Job:
Give only the number of lines below that contain the string "brown". Case counts.

Input records:

***

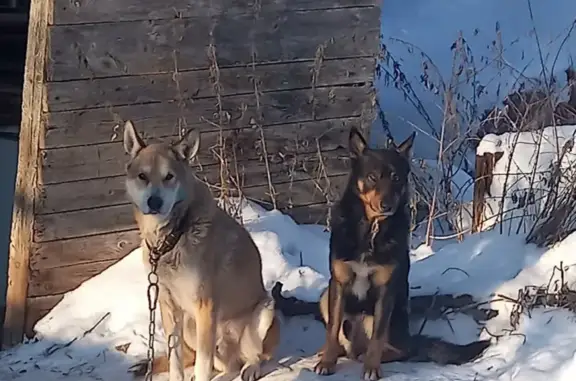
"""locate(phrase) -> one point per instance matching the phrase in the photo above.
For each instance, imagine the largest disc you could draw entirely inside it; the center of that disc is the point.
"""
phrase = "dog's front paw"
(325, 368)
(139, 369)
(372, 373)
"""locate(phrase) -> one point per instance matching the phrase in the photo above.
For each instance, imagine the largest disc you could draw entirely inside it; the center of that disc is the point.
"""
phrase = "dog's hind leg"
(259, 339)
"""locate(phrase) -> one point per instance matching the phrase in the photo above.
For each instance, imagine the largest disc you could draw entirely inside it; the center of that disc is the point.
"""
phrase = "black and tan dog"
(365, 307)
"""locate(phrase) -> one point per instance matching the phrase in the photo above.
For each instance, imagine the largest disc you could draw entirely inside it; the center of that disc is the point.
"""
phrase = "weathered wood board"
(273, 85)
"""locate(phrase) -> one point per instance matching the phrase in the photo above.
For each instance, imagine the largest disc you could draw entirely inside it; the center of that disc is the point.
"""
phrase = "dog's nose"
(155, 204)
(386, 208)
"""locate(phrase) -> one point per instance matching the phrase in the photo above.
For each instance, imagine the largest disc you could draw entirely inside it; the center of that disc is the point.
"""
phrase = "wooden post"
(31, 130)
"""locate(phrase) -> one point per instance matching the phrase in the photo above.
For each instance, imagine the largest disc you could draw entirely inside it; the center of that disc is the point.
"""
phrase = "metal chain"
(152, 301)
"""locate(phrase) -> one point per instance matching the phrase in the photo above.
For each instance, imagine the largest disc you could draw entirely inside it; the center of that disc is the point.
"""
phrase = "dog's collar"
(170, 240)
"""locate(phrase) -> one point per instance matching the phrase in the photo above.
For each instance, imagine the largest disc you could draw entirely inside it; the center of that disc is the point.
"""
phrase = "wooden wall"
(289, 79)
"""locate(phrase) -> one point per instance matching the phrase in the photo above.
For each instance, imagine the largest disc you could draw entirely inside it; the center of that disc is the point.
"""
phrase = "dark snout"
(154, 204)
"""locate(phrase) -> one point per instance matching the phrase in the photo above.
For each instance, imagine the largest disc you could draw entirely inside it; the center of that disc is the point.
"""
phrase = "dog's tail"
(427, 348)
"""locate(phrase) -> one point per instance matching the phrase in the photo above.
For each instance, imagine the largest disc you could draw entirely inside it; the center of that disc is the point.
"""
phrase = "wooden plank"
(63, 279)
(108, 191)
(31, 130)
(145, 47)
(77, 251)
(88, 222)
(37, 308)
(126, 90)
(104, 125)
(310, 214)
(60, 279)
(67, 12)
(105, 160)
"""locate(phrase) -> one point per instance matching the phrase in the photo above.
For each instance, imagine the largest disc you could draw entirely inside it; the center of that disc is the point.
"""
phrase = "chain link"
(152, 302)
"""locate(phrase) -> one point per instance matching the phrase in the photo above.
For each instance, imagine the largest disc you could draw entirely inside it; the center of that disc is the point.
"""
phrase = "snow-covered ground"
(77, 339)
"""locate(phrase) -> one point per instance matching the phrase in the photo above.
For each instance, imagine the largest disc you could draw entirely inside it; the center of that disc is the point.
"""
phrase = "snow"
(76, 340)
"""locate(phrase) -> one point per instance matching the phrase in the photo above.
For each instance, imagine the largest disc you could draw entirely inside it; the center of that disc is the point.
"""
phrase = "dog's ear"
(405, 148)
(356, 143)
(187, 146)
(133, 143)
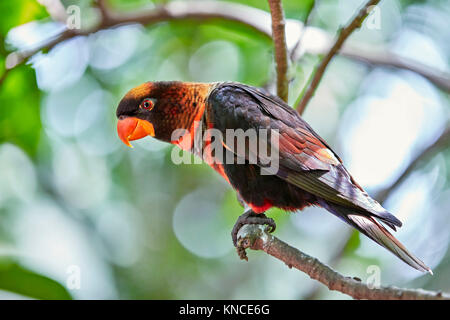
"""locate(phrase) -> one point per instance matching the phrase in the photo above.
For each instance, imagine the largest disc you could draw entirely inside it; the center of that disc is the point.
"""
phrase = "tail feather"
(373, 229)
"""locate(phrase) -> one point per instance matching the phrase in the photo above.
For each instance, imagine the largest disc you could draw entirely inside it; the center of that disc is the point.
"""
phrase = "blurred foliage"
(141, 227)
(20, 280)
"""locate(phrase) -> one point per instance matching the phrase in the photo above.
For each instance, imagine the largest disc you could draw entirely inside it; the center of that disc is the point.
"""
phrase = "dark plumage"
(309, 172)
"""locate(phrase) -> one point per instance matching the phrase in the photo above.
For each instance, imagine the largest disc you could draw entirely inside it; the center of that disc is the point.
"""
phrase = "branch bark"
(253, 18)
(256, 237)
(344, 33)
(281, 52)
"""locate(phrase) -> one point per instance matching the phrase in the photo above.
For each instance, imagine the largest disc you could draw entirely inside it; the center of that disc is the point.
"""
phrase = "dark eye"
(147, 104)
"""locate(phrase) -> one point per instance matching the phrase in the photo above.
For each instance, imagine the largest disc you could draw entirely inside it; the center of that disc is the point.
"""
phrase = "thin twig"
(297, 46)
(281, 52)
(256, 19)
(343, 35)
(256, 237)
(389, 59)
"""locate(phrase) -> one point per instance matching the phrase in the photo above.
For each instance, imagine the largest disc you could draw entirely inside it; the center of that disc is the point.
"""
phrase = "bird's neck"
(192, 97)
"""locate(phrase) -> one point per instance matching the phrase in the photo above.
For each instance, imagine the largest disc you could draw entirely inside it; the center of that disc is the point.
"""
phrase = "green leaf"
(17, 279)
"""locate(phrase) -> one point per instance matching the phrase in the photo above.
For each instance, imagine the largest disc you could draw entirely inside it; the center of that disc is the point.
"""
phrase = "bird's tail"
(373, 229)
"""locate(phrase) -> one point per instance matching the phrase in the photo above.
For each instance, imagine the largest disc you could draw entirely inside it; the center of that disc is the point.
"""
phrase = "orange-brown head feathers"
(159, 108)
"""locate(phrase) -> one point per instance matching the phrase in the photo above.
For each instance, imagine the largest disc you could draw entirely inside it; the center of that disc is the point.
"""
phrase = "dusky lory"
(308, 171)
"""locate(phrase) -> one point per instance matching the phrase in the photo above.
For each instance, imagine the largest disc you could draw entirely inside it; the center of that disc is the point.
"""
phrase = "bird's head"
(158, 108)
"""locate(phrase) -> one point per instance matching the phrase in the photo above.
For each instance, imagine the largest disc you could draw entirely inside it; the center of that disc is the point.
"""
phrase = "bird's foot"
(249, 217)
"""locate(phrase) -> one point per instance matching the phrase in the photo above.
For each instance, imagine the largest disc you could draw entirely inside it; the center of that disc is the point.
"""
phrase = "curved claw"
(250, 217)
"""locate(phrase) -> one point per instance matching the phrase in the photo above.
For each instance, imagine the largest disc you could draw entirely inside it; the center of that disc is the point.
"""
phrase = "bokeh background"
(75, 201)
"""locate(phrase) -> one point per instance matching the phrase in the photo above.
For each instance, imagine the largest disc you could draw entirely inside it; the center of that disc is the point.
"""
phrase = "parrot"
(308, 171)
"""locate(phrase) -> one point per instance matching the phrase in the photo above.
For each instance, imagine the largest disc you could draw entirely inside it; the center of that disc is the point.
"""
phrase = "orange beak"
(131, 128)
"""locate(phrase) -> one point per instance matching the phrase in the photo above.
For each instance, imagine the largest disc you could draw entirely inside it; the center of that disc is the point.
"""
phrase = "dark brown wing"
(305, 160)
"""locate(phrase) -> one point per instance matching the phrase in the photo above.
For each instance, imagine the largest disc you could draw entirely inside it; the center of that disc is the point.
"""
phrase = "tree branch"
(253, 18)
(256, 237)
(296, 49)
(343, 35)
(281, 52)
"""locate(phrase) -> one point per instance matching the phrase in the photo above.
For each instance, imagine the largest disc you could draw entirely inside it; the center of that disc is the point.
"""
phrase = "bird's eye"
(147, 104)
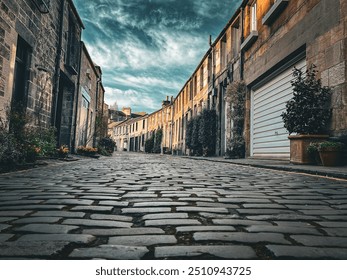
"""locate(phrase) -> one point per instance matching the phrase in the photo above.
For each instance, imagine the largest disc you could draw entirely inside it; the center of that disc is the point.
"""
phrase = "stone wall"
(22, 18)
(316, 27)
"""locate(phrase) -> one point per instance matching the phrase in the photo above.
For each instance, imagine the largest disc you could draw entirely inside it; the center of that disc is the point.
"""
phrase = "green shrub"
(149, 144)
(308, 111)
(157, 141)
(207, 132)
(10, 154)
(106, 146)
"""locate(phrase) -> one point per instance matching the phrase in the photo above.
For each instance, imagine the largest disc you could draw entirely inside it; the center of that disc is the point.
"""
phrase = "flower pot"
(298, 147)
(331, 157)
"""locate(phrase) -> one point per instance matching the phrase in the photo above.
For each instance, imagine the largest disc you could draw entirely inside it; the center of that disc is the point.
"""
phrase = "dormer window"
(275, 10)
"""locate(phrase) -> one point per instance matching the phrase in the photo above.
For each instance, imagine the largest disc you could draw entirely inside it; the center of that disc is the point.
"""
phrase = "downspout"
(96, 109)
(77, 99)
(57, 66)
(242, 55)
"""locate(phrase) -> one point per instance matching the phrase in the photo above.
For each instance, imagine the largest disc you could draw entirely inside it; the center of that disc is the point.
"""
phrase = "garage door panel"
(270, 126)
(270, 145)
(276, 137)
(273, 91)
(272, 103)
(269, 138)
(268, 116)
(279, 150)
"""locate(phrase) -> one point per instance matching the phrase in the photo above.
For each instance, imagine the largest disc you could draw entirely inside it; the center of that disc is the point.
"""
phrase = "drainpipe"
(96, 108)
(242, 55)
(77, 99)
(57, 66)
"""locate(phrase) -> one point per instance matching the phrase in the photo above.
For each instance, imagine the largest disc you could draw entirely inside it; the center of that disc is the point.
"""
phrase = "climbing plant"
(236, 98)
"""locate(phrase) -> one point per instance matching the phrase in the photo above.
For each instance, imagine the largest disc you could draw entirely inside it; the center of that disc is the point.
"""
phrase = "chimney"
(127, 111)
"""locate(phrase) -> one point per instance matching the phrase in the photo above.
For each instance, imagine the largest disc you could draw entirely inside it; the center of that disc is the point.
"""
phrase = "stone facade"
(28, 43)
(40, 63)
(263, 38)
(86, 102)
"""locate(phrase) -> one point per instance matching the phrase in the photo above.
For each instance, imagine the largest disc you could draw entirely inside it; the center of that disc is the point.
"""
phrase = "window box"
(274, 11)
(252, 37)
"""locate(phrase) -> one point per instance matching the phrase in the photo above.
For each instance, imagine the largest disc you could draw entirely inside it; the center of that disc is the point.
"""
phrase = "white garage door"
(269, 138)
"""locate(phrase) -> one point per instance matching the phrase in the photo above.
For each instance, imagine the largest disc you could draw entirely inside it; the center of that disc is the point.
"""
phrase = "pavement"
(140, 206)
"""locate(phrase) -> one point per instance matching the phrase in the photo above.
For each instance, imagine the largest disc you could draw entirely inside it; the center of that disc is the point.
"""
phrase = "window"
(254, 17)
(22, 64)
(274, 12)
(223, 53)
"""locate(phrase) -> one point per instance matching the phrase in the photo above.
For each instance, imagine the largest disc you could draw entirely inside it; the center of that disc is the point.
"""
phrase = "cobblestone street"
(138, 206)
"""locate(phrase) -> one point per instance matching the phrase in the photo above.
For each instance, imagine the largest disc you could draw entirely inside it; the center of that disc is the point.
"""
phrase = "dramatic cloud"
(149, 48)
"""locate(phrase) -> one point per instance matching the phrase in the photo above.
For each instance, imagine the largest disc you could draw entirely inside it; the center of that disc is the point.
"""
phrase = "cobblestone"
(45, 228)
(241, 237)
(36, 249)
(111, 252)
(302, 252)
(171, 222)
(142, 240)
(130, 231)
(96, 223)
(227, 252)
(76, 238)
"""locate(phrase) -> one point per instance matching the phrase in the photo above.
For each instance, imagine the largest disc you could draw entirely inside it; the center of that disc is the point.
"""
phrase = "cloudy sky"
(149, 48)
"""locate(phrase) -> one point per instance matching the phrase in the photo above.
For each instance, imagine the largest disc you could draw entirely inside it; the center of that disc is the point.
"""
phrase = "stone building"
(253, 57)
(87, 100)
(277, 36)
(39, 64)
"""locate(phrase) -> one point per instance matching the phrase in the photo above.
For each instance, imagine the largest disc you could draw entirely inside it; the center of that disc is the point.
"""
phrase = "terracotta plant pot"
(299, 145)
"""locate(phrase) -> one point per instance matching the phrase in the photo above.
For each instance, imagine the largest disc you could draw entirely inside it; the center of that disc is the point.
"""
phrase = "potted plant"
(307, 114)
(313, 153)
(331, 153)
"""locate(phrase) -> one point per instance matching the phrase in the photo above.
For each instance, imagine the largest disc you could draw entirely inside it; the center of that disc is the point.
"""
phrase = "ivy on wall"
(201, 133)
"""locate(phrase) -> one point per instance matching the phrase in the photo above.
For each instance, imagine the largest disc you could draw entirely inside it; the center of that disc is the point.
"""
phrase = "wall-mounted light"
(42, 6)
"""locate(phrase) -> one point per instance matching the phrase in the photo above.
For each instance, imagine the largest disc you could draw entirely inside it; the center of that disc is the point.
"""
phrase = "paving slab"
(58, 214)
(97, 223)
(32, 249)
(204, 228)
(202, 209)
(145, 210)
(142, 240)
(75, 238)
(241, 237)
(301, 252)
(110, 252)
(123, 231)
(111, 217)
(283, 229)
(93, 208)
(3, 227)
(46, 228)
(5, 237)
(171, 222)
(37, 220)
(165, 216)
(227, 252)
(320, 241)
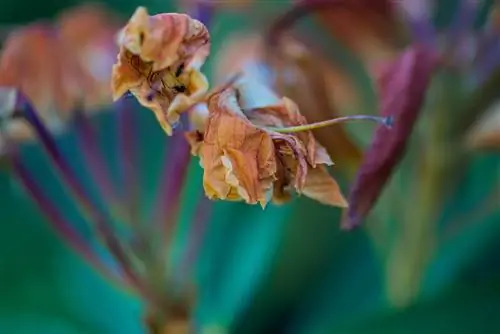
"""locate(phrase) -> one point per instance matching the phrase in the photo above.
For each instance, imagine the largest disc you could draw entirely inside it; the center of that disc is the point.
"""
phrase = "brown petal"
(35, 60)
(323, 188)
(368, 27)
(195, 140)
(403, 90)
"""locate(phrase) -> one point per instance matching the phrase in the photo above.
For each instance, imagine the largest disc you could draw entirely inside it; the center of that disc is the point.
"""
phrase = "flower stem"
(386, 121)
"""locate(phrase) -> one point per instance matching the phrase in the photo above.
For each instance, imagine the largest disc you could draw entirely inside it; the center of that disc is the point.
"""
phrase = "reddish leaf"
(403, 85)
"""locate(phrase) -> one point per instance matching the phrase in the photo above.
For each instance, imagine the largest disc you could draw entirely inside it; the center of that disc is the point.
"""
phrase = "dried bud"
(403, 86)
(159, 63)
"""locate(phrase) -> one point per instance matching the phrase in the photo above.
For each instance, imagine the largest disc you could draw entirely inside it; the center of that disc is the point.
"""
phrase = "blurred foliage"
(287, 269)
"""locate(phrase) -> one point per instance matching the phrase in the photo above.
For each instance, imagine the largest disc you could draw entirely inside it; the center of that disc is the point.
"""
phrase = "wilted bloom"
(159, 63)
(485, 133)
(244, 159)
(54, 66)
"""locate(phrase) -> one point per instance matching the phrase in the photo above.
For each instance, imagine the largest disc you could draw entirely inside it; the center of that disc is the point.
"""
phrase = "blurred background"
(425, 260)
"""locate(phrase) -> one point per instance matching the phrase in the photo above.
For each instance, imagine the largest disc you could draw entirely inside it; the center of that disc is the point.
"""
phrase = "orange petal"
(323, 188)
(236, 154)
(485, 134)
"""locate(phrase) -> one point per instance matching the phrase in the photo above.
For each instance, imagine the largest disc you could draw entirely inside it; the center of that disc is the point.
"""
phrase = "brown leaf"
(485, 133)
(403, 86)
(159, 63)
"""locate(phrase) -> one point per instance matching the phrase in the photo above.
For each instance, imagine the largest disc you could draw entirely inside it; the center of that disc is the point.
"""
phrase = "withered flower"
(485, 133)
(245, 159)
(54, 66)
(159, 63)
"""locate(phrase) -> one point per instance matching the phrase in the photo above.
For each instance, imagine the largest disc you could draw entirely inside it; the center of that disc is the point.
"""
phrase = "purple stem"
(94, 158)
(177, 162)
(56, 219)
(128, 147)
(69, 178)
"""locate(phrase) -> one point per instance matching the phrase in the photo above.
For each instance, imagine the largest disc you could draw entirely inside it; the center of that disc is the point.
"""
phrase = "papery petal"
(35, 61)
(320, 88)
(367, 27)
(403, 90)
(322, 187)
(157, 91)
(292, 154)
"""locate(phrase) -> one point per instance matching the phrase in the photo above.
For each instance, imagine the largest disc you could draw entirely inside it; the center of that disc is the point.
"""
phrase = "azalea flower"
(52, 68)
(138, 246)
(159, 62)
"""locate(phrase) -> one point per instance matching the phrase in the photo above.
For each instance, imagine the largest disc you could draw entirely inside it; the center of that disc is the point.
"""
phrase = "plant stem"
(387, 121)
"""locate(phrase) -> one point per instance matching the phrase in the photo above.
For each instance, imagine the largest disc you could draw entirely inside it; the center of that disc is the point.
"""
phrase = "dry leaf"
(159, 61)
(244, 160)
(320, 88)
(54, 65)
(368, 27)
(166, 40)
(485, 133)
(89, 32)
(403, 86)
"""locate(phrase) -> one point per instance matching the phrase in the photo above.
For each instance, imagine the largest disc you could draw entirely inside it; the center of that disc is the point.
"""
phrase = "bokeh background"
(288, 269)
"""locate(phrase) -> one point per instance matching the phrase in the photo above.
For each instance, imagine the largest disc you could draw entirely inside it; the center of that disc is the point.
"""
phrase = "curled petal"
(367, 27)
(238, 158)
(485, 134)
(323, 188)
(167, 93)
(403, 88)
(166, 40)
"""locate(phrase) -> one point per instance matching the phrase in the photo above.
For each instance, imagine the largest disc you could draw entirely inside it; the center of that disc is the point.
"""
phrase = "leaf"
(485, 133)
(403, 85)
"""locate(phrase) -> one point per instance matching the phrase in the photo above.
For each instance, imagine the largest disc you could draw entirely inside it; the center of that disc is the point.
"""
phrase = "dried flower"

***

Solved exercise:
4